* DIRECTIONS FOR THIS TASK: Each line of the data that includes "country" must be copied.

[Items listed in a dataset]
****************
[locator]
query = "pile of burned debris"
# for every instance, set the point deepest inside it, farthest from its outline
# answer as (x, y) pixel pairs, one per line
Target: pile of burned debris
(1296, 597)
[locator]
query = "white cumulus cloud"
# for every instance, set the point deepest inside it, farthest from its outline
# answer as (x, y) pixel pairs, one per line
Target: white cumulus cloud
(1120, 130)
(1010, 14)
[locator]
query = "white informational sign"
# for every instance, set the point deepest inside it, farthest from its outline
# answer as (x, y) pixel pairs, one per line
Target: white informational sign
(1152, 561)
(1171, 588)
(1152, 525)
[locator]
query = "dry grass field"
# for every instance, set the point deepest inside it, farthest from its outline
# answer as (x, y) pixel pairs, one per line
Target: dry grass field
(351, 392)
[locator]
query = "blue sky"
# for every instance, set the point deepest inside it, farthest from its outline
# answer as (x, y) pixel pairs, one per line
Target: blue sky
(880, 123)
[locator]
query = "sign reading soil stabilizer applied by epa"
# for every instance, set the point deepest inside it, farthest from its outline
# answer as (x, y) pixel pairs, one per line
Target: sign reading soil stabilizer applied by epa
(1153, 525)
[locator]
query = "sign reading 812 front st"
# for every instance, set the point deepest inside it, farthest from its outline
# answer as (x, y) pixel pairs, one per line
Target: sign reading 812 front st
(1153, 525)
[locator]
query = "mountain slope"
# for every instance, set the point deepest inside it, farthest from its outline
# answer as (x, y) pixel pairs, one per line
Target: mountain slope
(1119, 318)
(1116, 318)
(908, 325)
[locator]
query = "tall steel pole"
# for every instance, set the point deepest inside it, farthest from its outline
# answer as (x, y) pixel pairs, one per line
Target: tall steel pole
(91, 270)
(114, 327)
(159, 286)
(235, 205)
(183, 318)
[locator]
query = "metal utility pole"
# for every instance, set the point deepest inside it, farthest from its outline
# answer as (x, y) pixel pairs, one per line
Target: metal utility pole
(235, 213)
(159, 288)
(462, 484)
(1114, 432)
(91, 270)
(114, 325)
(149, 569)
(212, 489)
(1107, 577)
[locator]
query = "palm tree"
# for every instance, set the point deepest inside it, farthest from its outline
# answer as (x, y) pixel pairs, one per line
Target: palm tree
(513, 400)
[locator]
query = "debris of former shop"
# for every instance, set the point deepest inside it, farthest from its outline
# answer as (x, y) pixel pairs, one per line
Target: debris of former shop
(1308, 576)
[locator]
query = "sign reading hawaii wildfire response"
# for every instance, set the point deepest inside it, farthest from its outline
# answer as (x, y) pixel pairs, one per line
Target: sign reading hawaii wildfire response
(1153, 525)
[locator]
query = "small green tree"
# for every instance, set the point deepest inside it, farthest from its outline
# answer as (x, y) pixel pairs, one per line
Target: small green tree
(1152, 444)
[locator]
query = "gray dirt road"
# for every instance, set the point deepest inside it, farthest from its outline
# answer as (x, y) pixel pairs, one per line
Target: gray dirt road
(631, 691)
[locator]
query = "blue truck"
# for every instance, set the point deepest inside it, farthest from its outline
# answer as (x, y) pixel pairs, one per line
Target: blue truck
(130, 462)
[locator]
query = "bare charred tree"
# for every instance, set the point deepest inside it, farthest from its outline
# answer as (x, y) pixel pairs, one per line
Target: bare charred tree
****************
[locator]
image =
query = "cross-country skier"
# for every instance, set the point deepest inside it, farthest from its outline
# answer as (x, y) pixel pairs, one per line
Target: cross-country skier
****************
* TASK ANSWER:
query = "cross-country skier"
Target: cross-country skier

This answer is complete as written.